Extracted records:

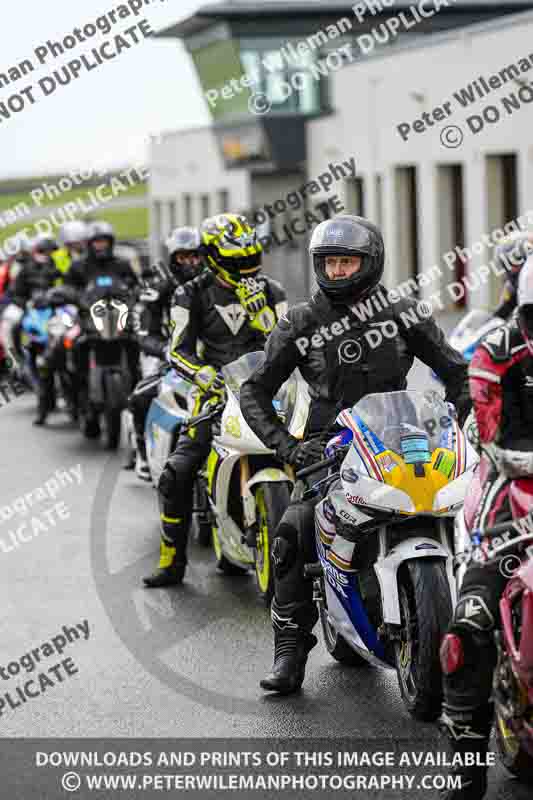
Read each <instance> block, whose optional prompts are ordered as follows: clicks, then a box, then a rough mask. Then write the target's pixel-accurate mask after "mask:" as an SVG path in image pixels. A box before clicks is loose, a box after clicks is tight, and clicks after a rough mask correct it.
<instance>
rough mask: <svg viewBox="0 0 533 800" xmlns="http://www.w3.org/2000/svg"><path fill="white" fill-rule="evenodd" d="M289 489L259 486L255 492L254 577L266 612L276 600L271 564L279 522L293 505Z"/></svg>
mask: <svg viewBox="0 0 533 800" xmlns="http://www.w3.org/2000/svg"><path fill="white" fill-rule="evenodd" d="M290 497H291V495H290V490H289V485H288V483H287V482H285V481H280V482H279V483H260V484H258V485H257V488H256V490H255V503H256V507H257V524H258V532H257V539H256V547H255V576H256V579H257V588H258V591H259V594H260V596H261V598H262V600H263V602H264V604H265V606H266V607H267V608H270V604H271V602H272V597H273V596H274V569H273V564H272V552H271V550H272V547H271V545H272V540H273V538H274V533H275V531H276V528H277V527H278V525H279V522H280V520H281V518H282V516H283V514H284V513H285V509H286V508H287V506H288V505H289V501H290Z"/></svg>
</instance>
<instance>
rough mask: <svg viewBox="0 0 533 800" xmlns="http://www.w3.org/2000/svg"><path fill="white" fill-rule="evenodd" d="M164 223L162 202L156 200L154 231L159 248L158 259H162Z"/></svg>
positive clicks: (157, 253) (153, 205)
mask: <svg viewBox="0 0 533 800" xmlns="http://www.w3.org/2000/svg"><path fill="white" fill-rule="evenodd" d="M162 222H163V215H162V203H161V201H160V200H154V205H153V231H154V239H155V242H156V248H157V256H156V257H157V258H160V257H161V239H162V232H161V231H162Z"/></svg>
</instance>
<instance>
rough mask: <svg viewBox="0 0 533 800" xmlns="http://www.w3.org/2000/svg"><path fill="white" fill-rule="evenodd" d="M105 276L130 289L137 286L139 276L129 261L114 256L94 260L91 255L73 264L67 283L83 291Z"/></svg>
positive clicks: (67, 275) (67, 283) (67, 272)
mask: <svg viewBox="0 0 533 800" xmlns="http://www.w3.org/2000/svg"><path fill="white" fill-rule="evenodd" d="M103 275H109V276H112V277H113V278H115V279H116V280H118V281H119V282H120V283H123V284H124V285H125V286H127V287H128V289H132V288H133V287H134V286H135V285H136V284H137V276H136V275H135V273H134V271H133V269H132V267H131V264H130V263H129V261H125V260H124V259H123V258H116V257H115V256H114V255H111V256H109V257H108V258H93V257H92V255H91V254H89V255H88V256H87V257H86V258H83V259H80V260H79V261H76V262H75V263H73V264H72V266H71V268H70V269H69V271H68V272H67V274H66V276H65V283H66V284H67V285H70V286H74V288H75V289H78V290H80V291H82V290H83V289H85V288H86V287H87V286H88V285H89V284H91V283H93V282H94V281H95V280H96V279H97V278H99V277H101V276H103Z"/></svg>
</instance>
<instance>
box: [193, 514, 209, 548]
mask: <svg viewBox="0 0 533 800" xmlns="http://www.w3.org/2000/svg"><path fill="white" fill-rule="evenodd" d="M196 538H197V540H198V544H199V545H201V547H211V542H212V530H211V523H210V522H206V521H205V520H203V519H197V520H196Z"/></svg>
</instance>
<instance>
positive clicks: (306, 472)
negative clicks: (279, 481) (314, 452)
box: [294, 453, 346, 480]
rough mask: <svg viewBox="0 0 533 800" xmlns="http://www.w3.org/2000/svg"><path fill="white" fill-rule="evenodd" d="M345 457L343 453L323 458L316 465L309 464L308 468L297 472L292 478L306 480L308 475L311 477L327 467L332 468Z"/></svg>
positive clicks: (300, 470)
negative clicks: (313, 473) (310, 476)
mask: <svg viewBox="0 0 533 800" xmlns="http://www.w3.org/2000/svg"><path fill="white" fill-rule="evenodd" d="M345 455H346V454H345V453H342V454H341V453H336V454H335V455H334V456H330V457H329V458H325V459H324V460H323V461H317V463H316V464H311V466H310V467H304V468H303V469H300V470H298V472H296V473H295V476H294V477H295V478H296V480H301V479H302V478H307V477H308V476H309V475H313V473H315V472H319V471H320V470H321V469H326V468H327V467H332V466H333V465H334V464H337V463H338V462H339V461H340V459H341V458H344V456H345Z"/></svg>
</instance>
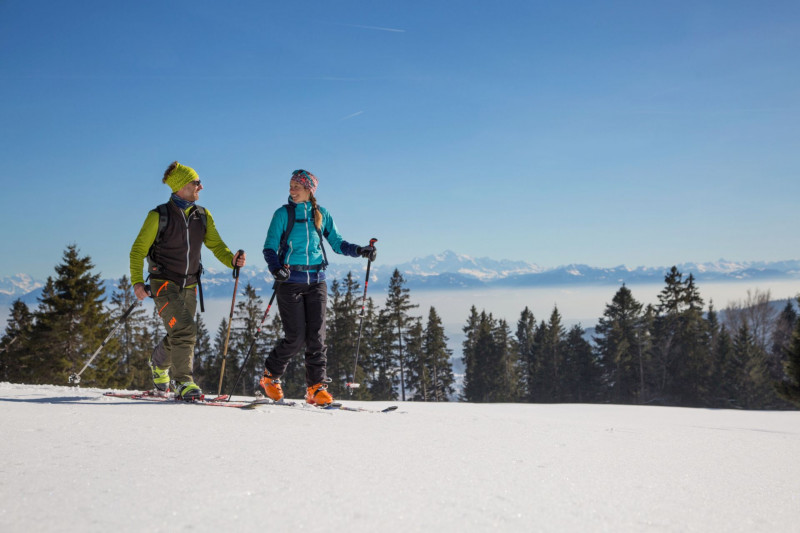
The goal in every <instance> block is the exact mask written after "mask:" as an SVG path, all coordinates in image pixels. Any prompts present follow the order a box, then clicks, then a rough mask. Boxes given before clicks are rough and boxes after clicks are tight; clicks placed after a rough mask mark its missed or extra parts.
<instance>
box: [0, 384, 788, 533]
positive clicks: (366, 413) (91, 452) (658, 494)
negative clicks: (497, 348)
mask: <svg viewBox="0 0 800 533" xmlns="http://www.w3.org/2000/svg"><path fill="white" fill-rule="evenodd" d="M103 392H104V390H100V389H85V388H81V389H78V388H75V387H59V386H34V385H18V384H9V383H0V424H1V425H2V428H3V429H2V432H3V438H2V439H0V457H2V462H1V463H0V531H3V532H9V533H10V532H23V531H24V532H27V531H42V532H49V531H59V532H62V531H64V530H66V531H82V532H83V531H88V532H94V531H97V532H100V531H102V532H108V531H114V532H115V533H119V532H139V531H192V532H197V531H221V530H227V531H254V532H255V531H259V532H263V531H269V532H282V531H287V532H292V531H320V530H321V531H330V532H334V531H348V532H360V531H365V532H366V531H377V530H380V531H389V532H392V531H398V532H409V531H486V530H499V531H553V532H556V531H558V532H562V531H575V532H578V531H670V532H671V531H698V532H701V531H702V532H706V531H743V532H744V531H748V532H750V531H798V528H800V461H798V457H800V412H798V411H792V412H769V411H763V412H758V411H727V410H708V409H685V408H671V407H642V406H617V405H579V404H556V405H541V404H466V403H451V404H423V403H411V402H348V401H347V398H346V397H344V398H337V399H339V400H341V401H342V402H344V403H346V404H348V405H353V406H363V407H368V408H370V409H377V408H383V407H386V406H389V405H399V406H400V408H399V409H398V411H397V412H394V413H385V414H383V413H352V412H345V411H316V410H313V411H312V410H299V409H291V408H285V407H274V406H272V407H269V406H262V407H259V408H257V409H256V410H252V411H244V410H238V409H227V408H219V407H202V406H193V405H183V404H179V403H175V404H172V403H167V404H164V403H157V402H143V401H135V400H128V399H123V398H111V397H104V396H103V395H102V393H103ZM234 399H237V398H234ZM242 399H243V398H242Z"/></svg>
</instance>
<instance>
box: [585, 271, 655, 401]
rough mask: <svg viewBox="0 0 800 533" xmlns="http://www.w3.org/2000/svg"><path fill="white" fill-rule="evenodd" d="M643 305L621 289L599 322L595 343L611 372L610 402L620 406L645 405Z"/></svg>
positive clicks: (632, 296)
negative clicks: (629, 404) (610, 401)
mask: <svg viewBox="0 0 800 533" xmlns="http://www.w3.org/2000/svg"><path fill="white" fill-rule="evenodd" d="M642 307H643V306H642V304H641V303H639V302H638V301H636V299H635V298H634V297H633V293H632V292H631V290H630V289H629V288H628V287H627V286H625V284H623V285H622V287H621V288H620V289H619V290H618V291H617V293H616V294H615V295H614V298H613V299H612V301H611V303H610V304H608V305H606V309H605V312H604V313H603V317H602V318H601V319H600V320H599V322H598V325H597V327H596V328H595V331H596V332H597V336H595V338H594V340H595V343H596V345H597V350H598V353H599V356H600V357H601V359H602V360H603V361H604V362H605V364H606V365H607V366H606V370H607V371H608V372H609V374H608V376H607V378H606V380H607V382H608V383H609V384H610V386H611V399H612V401H614V402H618V403H643V402H644V401H645V383H644V365H645V362H644V360H645V358H646V357H647V355H646V353H645V352H644V349H643V342H642V341H643V338H644V336H645V331H644V328H643V320H642Z"/></svg>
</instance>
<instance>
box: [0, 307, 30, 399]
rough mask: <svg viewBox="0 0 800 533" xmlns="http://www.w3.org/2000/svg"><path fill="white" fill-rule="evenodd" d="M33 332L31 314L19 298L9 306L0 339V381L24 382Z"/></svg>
mask: <svg viewBox="0 0 800 533" xmlns="http://www.w3.org/2000/svg"><path fill="white" fill-rule="evenodd" d="M32 330H33V313H31V311H30V309H29V308H28V306H27V305H26V304H25V302H23V301H22V300H20V299H19V298H18V299H16V300H14V301H13V302H12V304H11V311H10V314H9V317H8V319H7V321H6V329H5V332H4V334H3V337H2V339H0V380H2V381H10V382H14V383H19V382H24V379H25V375H26V369H27V367H28V365H29V364H30V352H29V343H30V341H31V332H32Z"/></svg>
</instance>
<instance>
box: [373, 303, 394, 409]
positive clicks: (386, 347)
mask: <svg viewBox="0 0 800 533" xmlns="http://www.w3.org/2000/svg"><path fill="white" fill-rule="evenodd" d="M396 341H397V332H396V329H395V317H394V316H393V315H392V314H391V313H390V312H388V311H387V310H386V309H385V308H384V309H381V310H380V311H379V312H378V316H377V319H376V333H375V335H374V347H373V349H374V355H373V358H372V363H373V366H372V375H371V376H370V379H369V390H370V394H371V395H372V398H373V399H375V400H396V399H397V392H396V387H395V386H396V385H397V383H398V381H399V379H398V377H397V376H398V373H399V372H398V365H397V364H396V362H395V361H396V355H397V346H396Z"/></svg>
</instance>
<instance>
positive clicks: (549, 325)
mask: <svg viewBox="0 0 800 533" xmlns="http://www.w3.org/2000/svg"><path fill="white" fill-rule="evenodd" d="M565 333H566V332H565V330H564V326H563V325H562V324H561V313H559V311H558V307H553V312H552V313H551V314H550V321H549V322H548V323H547V325H546V326H545V327H544V329H543V331H542V339H541V344H540V346H541V351H540V353H539V361H540V365H539V368H538V369H537V372H538V373H540V375H541V378H542V379H541V381H540V384H539V385H540V387H541V392H542V401H545V402H560V401H562V389H563V385H564V383H563V376H562V373H563V368H562V367H563V364H564V352H563V339H564V336H565Z"/></svg>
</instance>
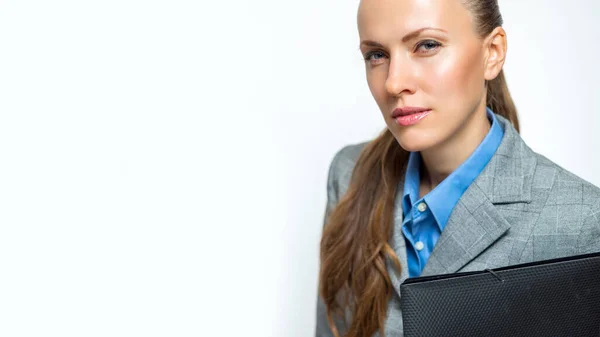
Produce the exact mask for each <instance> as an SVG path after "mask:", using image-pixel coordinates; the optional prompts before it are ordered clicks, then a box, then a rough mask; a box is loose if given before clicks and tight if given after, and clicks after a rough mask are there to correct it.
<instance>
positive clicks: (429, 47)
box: [416, 40, 442, 54]
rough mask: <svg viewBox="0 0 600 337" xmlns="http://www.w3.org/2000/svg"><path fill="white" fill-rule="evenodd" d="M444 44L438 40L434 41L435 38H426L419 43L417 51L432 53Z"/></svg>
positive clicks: (427, 52) (425, 53)
mask: <svg viewBox="0 0 600 337" xmlns="http://www.w3.org/2000/svg"><path fill="white" fill-rule="evenodd" d="M441 45H442V44H441V43H439V42H437V41H433V40H425V41H421V42H420V43H419V44H418V45H417V48H416V50H417V52H420V53H425V54H426V53H430V52H432V51H434V50H436V49H437V48H438V47H440V46H441Z"/></svg>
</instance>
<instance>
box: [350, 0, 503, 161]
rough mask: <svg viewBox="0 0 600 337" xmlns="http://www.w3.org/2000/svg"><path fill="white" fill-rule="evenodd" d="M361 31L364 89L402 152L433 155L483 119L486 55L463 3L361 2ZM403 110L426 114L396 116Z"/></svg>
mask: <svg viewBox="0 0 600 337" xmlns="http://www.w3.org/2000/svg"><path fill="white" fill-rule="evenodd" d="M358 30H359V36H360V41H361V44H360V50H361V53H362V55H363V56H364V57H365V58H366V59H367V60H366V61H365V67H366V73H367V82H368V84H369V89H370V90H371V93H372V94H373V97H374V98H375V101H376V102H377V105H378V106H379V108H380V109H381V112H382V113H383V117H384V120H385V122H386V124H387V126H388V128H389V129H390V131H391V132H392V134H393V135H394V137H395V138H396V139H397V140H398V142H399V143H400V145H401V146H402V147H403V148H404V149H405V150H407V151H423V150H426V149H428V148H433V147H435V146H437V145H440V144H443V143H444V142H446V141H448V140H449V139H451V138H453V137H460V135H461V134H465V132H464V130H465V129H468V127H469V125H473V124H474V123H475V122H474V121H475V120H476V119H477V118H485V100H484V98H485V96H484V95H485V80H486V78H485V76H486V71H485V70H486V59H487V57H488V56H489V53H486V49H485V48H484V40H483V39H481V38H480V37H479V36H478V35H477V33H476V31H475V25H474V23H473V18H472V15H471V13H470V12H469V11H468V10H467V9H466V8H465V7H464V6H463V4H462V3H461V1H460V0H362V1H361V4H360V6H359V10H358ZM498 72H499V70H498ZM496 75H497V73H496ZM488 77H489V74H488ZM494 77H495V75H494ZM406 107H414V108H419V109H417V111H418V110H425V111H424V112H422V113H415V111H414V110H413V111H403V112H402V113H403V114H406V115H405V116H404V117H396V115H395V114H394V111H395V110H396V109H397V108H406ZM406 110H410V109H406ZM396 113H397V114H398V113H399V112H398V111H396ZM402 113H400V114H402ZM393 115H394V117H393ZM476 116H478V117H476ZM458 143H460V141H458Z"/></svg>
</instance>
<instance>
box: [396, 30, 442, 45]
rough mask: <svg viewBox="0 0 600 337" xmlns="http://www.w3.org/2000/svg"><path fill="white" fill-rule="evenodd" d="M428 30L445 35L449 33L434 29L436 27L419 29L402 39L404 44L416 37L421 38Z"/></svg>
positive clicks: (402, 41)
mask: <svg viewBox="0 0 600 337" xmlns="http://www.w3.org/2000/svg"><path fill="white" fill-rule="evenodd" d="M426 30H437V31H439V32H443V33H448V32H447V31H445V30H443V29H441V28H434V27H423V28H419V29H417V30H415V31H413V32H412V33H408V34H406V35H405V36H404V37H403V38H402V42H406V41H409V40H412V39H414V38H415V37H417V36H419V35H420V34H421V33H422V32H424V31H426Z"/></svg>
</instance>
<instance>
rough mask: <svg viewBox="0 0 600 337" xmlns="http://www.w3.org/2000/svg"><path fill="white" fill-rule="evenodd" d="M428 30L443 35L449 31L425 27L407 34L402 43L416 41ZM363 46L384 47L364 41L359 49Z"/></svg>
mask: <svg viewBox="0 0 600 337" xmlns="http://www.w3.org/2000/svg"><path fill="white" fill-rule="evenodd" d="M426 30H437V31H440V32H443V33H448V32H447V31H445V30H443V29H441V28H434V27H423V28H419V29H417V30H415V31H413V32H410V33H408V34H406V35H405V36H404V37H403V38H402V42H403V43H404V42H406V41H409V40H412V39H414V38H415V37H417V36H419V35H420V34H421V33H422V32H424V31H426ZM362 46H366V47H376V48H383V47H384V46H383V45H382V44H381V43H378V42H375V41H371V40H364V41H361V42H360V45H359V49H360V47H362Z"/></svg>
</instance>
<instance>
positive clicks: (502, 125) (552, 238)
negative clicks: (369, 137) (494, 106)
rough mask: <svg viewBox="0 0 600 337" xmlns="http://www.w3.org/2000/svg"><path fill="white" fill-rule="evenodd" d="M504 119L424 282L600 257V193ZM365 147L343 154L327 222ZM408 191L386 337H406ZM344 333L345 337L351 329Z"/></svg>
mask: <svg viewBox="0 0 600 337" xmlns="http://www.w3.org/2000/svg"><path fill="white" fill-rule="evenodd" d="M496 117H497V118H498V121H499V122H500V124H501V126H502V128H503V129H504V138H503V139H502V142H501V144H500V146H499V148H498V150H497V151H496V153H495V154H494V156H493V157H492V159H491V160H490V162H489V163H488V164H487V166H486V167H485V168H484V170H483V171H482V172H481V174H480V175H479V176H478V177H477V178H476V179H475V181H474V182H473V183H472V184H471V185H470V186H469V188H468V189H467V190H466V191H465V193H464V194H463V196H462V197H461V198H460V200H459V201H458V203H457V204H456V207H455V208H454V210H453V211H452V214H451V216H450V218H449V220H448V223H447V224H446V227H445V228H444V231H443V232H442V233H441V236H440V238H439V240H438V242H437V244H436V245H435V247H434V250H433V252H432V254H431V256H430V258H429V260H428V261H427V264H426V265H425V268H424V270H423V273H422V275H423V276H426V275H435V274H445V273H454V272H466V271H474V270H482V269H486V268H497V267H502V266H507V265H513V264H519V263H526V262H533V261H538V260H545V259H551V258H558V257H564V256H570V255H577V254H585V253H590V252H598V251H600V221H599V220H600V189H599V188H598V187H596V186H594V185H592V184H591V183H589V182H587V181H585V180H583V179H581V178H579V177H577V176H575V175H574V174H572V173H570V172H568V171H567V170H565V169H564V168H562V167H560V166H558V165H557V164H555V163H553V162H552V161H550V160H549V159H547V158H546V157H544V156H542V155H540V154H538V153H535V152H534V151H532V150H531V149H530V148H529V147H528V146H527V145H526V144H525V142H524V141H523V139H522V138H521V137H520V136H519V134H518V133H517V131H516V130H515V129H514V128H513V126H512V125H511V124H510V122H508V121H507V120H506V119H505V118H503V117H502V116H499V115H496ZM365 144H366V143H361V144H357V145H349V146H346V147H344V148H343V149H341V150H340V151H339V152H338V153H337V154H336V155H335V157H334V159H333V161H332V163H331V166H330V169H329V177H328V182H327V207H326V211H325V216H327V215H328V214H329V212H331V210H332V209H333V207H334V206H335V205H336V203H337V201H338V200H339V199H340V197H341V196H342V195H343V194H344V193H345V191H346V189H347V188H348V183H349V180H350V175H351V174H352V169H353V167H354V164H355V162H356V159H357V158H358V155H359V153H360V151H361V150H362V148H363V147H364V145H365ZM400 184H403V182H402V181H401V182H400ZM403 190H404V189H403V186H399V187H398V196H397V197H396V204H395V211H394V214H395V215H394V234H393V235H392V238H391V239H390V243H391V246H392V248H393V249H394V251H395V252H396V254H397V256H398V258H399V259H400V263H401V264H402V266H403V269H402V272H401V273H400V274H397V273H396V272H394V270H393V269H391V268H388V272H389V273H390V277H391V280H392V283H393V286H394V289H395V292H394V294H393V296H392V299H391V300H390V302H389V305H388V315H387V318H386V321H385V331H386V337H401V336H402V335H403V332H402V313H401V312H400V302H399V301H400V297H399V295H400V284H401V283H402V282H403V281H404V280H405V279H406V278H407V277H408V268H407V267H406V266H408V263H407V259H406V246H405V243H404V238H403V236H402V231H401V230H400V228H401V226H402V209H401V206H402V203H401V200H402V198H401V194H402V193H403ZM317 302H318V304H317V326H316V336H317V337H331V336H333V334H332V333H331V331H330V329H329V326H328V324H327V318H326V316H325V315H326V314H325V306H324V304H323V302H322V300H321V298H320V297H319V298H318V301H317ZM348 318H349V317H347V319H348ZM339 328H340V329H341V332H342V333H343V331H344V330H345V325H344V324H343V322H339ZM378 335H379V333H377V334H375V336H378Z"/></svg>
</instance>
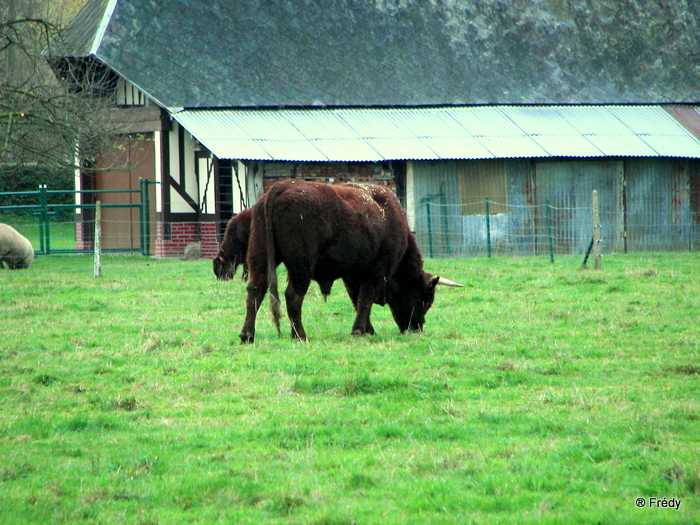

Task prompt:
State how many lines of the records above contain the string "negative", with case counting. Give only the number.

Answer box:
5